**EXERCISE OBJECTIVE**
Please continue the text below on rising food prices and the government's anti-inflation measures, picking up after its final sentence.

Consumer price hikes are showing no signs of let-up, two weeks after the government embarked on a sweeping campaign to fight inflation.
Crop damage from extreme weather conditions combined with the country’s worst animal disease outbreak sent food prices to record high levels, hurting low-and middle-income households preparing for the Lunar New Year holiday this week.
Pork prices jumped more than 28 percent from a year ago after more than three million cattle and pigs were slaughtered since the Nov. 28 breakout of foot-and-mouth disease.
Prices of key crops have risen to the highest level this month. Peas rose 65 percent from last January to 11,602 won per kilogram while red beans jumped 75 percent to 15,712 won per kilogram, Korea Agro-Fisheries Trade Corp. said.
Mung-beans and sweet potatoes, often used for traditional Korean dishes in the holiday season, increased 69 percent to 14,340 won and 31 percent to 4,402 won per kilogram respectively.
The increase is steeper for vegetables. Price of napa cabbages jumped 117.4 percent from a year earlier. Garlic, one of the key crops in long term shortage, rose 12.9 percent from a year ago.
The government announced a package of anti-inflation measures Jan. 13 including cutting tariffs on items such as fish and powered milk and freezing government-controlled prices such as electricity bills and rail transportation fares.
The Bank of Korea also lifted its policy rate by a quarter of a percentage point to 2.75 percent on the same day.
With those measures proving short of neutralizing the impact of international commodities prices, officials said the government will take further measures to tame inflation.
“Prices remained quite volatile this month but we will curb the inflationary pressure sooner than later,” Finance Minister Yoon Jeung-hyun said in an interview Sunday.
Vice Finance Minister Yim Jong-yong said Friday the government is giving particular attention to soaring pork prices.
“The country is suffering a serious shortage of pork in the wake of the foot-and-mouth disease breakout,” Yim said after a weekly meeting of senior officials.

**RECORD EXTRACTS**
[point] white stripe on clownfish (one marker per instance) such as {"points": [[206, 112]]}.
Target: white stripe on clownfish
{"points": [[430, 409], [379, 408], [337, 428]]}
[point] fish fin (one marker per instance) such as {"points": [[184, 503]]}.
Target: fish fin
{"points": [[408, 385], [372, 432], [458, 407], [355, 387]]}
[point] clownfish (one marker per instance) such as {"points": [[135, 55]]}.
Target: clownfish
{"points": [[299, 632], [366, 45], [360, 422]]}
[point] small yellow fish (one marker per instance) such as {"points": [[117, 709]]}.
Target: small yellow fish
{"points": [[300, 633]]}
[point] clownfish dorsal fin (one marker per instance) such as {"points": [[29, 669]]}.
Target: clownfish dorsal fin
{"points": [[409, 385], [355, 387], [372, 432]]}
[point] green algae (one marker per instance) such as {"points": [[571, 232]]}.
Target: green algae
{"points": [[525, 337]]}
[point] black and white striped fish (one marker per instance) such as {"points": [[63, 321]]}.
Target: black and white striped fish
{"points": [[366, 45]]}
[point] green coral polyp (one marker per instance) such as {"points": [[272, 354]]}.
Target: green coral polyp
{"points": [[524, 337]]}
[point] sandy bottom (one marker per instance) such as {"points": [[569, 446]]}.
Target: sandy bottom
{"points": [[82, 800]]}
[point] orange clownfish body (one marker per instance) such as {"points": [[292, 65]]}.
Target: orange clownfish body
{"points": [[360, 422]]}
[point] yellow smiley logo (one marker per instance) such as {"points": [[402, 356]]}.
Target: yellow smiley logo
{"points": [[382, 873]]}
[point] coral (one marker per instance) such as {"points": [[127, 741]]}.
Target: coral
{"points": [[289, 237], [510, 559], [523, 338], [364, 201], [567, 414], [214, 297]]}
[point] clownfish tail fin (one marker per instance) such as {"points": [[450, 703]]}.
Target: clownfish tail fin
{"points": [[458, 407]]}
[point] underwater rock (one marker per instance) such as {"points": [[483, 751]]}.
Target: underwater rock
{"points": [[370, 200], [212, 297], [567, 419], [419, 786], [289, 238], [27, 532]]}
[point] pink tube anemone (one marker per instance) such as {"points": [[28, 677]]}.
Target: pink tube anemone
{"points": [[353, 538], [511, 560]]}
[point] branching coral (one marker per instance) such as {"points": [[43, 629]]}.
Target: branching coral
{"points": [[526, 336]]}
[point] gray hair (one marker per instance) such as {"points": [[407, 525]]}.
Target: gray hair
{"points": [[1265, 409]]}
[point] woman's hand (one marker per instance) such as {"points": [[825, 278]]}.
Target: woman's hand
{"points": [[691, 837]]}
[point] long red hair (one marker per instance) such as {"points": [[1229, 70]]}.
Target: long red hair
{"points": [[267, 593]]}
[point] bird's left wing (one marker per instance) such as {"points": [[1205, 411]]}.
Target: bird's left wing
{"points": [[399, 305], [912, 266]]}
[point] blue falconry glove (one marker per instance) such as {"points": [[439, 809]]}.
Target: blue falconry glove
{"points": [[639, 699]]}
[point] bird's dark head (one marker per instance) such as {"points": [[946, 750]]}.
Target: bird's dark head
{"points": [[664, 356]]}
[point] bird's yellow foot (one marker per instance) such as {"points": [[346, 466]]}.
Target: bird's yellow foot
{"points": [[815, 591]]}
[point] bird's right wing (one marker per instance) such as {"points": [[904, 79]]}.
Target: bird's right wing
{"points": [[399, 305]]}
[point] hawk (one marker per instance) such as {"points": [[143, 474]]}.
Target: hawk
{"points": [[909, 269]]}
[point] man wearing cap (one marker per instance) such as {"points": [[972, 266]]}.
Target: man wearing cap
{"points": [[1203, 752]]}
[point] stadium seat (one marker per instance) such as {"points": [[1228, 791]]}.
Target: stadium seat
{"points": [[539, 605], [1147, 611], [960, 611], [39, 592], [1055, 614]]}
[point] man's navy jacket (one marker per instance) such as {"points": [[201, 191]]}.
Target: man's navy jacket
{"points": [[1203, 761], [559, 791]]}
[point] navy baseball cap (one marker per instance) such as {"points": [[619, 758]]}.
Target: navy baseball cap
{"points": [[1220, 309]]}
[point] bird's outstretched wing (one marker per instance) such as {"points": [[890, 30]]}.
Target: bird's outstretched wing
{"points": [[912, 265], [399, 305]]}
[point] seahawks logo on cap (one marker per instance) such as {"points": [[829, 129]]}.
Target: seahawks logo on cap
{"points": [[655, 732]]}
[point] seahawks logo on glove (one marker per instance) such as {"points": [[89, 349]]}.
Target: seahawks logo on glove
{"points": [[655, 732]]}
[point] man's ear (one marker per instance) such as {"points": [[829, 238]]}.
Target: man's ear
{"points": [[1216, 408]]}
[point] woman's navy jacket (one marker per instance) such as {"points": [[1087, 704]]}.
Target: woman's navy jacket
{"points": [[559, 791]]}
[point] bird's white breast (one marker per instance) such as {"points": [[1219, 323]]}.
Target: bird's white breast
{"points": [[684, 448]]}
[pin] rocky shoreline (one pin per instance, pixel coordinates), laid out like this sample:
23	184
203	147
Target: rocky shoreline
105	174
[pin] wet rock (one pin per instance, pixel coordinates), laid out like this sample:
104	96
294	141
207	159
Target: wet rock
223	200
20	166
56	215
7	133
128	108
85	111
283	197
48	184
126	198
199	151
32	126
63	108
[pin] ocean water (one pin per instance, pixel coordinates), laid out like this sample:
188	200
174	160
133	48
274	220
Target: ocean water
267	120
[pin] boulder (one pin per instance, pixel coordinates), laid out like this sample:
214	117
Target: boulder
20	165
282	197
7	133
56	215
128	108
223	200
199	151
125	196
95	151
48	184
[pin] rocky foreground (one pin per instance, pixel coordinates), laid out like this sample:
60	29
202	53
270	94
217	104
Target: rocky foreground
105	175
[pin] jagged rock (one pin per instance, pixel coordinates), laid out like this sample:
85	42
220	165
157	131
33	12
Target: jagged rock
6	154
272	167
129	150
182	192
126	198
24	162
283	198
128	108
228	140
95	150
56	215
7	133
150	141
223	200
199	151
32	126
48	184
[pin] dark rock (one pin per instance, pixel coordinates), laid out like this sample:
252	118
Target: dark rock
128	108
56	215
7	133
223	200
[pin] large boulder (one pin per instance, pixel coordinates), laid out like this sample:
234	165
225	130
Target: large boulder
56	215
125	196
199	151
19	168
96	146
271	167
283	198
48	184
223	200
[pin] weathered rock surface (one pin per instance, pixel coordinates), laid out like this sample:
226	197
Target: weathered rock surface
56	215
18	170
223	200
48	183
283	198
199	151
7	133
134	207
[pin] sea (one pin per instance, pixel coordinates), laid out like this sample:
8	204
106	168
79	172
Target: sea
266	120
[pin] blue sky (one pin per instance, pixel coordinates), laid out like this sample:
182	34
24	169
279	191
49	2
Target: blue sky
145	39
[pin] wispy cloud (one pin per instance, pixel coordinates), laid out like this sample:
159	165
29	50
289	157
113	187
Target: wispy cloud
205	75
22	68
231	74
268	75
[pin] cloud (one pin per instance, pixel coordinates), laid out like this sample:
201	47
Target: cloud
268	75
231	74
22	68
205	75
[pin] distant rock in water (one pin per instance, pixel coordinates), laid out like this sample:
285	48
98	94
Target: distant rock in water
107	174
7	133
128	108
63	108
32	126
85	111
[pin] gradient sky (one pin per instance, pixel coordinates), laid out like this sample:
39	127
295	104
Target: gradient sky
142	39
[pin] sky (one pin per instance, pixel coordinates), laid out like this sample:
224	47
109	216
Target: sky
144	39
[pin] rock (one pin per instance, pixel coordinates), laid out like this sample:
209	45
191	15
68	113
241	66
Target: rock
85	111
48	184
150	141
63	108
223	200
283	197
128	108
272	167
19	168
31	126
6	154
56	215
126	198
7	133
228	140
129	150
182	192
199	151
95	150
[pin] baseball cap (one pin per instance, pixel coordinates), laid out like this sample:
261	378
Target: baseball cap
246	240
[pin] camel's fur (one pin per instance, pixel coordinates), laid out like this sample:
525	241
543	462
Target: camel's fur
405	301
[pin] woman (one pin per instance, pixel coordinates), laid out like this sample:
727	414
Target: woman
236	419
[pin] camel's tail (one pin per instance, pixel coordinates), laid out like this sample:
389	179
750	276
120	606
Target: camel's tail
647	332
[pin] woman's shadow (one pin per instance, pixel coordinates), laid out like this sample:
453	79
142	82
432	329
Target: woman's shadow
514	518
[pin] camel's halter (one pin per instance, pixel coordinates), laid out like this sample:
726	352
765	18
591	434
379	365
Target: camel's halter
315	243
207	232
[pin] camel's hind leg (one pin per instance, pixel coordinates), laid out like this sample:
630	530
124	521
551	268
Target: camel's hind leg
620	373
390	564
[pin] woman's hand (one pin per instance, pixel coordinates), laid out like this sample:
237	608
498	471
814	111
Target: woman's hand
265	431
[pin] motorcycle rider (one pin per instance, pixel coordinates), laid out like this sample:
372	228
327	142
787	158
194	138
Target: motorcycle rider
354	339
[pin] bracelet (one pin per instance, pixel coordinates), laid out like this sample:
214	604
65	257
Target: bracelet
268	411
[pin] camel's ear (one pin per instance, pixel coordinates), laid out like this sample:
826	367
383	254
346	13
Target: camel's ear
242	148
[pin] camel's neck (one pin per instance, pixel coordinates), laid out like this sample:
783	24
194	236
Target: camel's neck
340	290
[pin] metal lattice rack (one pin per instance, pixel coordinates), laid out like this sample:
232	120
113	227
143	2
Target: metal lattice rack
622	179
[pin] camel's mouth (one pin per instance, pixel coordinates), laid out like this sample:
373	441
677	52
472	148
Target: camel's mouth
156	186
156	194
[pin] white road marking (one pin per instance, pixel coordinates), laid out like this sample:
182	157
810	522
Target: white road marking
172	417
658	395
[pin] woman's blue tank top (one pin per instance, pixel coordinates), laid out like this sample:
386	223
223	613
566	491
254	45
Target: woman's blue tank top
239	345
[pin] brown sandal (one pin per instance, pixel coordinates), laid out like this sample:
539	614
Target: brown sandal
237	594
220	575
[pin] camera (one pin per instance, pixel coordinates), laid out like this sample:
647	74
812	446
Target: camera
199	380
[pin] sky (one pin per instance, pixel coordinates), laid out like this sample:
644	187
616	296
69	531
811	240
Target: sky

**REPLY**
“The Agricultural Ministry is in talks with the National Agricultural Cooperative Federation (Nonghyup) to secure the supply by supporting the local meat processors and increasing the imports.”
Canada’s agricultural minister, Gerry Ritz, on Friday said it will ship more pork to Korea.
Hog futures in Chicago jumped to the highest level in almost six months Wednesday on expectations the FMD outbreak in Korea will boost North American pork exports.
The Finance Ministry has already eliminated the 25 percent tariffs on 60,000 tones of pork through June and is considering increasing the volume.
Fish and chicken prices have also been rising fast reflective of the months-long cold spell.
The average price of a whole chicken jumped 37 percent over the past month to 2,200 won, according to the Korea Poultry Association.
Agricultural Minister Yoo Jeong-bok Friday said he will quit his post to take responsibility for the worst outbreak of animal diseases.
A recent study about the global food and farming by a group of 400 experts from 35 countries concluded that production growth would fall significantly short of rising demand for food.
The U.K.-based think tank Foresight concluded that the real prices of key crops are set to rise by 50 to 100 percent during the next 40 years.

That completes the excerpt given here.